* _EXERCISE DIRECTIONS_
Say how many lines in the data hold "step". Nothing else belongs in the answer.

* _EXCERPTED RECORDS_

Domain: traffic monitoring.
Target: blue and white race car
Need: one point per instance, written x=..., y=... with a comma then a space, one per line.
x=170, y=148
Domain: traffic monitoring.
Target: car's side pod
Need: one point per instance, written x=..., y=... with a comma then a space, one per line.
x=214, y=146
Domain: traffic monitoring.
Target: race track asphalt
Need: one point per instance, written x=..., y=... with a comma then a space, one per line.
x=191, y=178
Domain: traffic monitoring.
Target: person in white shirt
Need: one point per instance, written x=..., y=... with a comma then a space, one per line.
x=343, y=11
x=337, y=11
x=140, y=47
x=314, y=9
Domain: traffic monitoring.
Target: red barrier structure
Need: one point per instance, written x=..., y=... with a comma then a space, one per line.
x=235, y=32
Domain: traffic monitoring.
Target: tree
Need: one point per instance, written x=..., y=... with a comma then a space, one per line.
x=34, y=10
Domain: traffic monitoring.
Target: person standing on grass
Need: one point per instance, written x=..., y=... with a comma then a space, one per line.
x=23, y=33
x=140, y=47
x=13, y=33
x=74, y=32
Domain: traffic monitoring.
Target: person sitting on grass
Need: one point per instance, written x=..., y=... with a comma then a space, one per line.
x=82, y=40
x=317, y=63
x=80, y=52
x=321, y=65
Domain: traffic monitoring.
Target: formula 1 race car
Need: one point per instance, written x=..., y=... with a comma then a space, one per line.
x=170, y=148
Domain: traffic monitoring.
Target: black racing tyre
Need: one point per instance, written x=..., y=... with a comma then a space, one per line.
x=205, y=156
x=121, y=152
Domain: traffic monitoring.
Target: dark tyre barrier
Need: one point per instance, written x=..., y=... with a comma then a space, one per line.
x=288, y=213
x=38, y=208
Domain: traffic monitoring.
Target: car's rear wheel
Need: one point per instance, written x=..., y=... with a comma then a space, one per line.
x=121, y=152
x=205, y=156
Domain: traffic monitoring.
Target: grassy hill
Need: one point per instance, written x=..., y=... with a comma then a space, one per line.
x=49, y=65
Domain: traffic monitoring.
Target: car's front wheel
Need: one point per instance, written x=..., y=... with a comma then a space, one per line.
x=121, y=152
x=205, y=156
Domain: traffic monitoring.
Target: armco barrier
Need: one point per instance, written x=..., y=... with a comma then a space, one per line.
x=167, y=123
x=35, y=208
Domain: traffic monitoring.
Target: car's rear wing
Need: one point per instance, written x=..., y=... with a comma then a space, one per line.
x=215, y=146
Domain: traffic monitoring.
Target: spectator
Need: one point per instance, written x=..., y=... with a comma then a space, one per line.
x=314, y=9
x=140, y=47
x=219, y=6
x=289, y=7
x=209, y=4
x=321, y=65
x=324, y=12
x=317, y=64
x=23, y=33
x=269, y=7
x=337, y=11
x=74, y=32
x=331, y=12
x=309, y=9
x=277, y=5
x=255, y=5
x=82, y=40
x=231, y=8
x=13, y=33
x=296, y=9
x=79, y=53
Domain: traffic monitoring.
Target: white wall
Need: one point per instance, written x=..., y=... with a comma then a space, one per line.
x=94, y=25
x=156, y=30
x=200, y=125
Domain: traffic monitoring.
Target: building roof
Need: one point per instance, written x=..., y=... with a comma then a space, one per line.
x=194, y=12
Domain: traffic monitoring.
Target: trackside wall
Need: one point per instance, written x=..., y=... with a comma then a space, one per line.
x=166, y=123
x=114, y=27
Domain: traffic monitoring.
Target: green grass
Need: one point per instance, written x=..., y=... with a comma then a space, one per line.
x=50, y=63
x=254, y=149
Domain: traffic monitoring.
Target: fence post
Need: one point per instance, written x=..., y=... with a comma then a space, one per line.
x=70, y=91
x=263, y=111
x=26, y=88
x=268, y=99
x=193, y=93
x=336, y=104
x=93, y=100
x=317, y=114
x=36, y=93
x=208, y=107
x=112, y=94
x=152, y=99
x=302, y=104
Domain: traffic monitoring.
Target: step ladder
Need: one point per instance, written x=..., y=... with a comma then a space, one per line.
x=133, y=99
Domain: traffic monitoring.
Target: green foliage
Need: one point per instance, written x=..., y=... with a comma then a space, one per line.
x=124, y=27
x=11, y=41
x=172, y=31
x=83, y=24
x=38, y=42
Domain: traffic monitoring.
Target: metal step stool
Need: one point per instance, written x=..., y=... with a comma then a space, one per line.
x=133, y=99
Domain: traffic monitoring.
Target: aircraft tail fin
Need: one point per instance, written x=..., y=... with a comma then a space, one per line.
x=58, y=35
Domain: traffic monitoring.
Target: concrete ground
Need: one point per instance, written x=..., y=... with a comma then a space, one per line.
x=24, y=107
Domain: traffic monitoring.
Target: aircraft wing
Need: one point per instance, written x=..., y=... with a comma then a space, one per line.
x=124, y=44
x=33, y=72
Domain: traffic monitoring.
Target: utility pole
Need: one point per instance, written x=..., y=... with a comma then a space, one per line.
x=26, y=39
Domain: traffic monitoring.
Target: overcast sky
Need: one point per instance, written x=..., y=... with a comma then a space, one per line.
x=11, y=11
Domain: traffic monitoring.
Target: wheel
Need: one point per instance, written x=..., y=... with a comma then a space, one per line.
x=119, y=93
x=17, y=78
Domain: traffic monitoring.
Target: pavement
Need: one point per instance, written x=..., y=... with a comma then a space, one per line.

* _REPLY_
2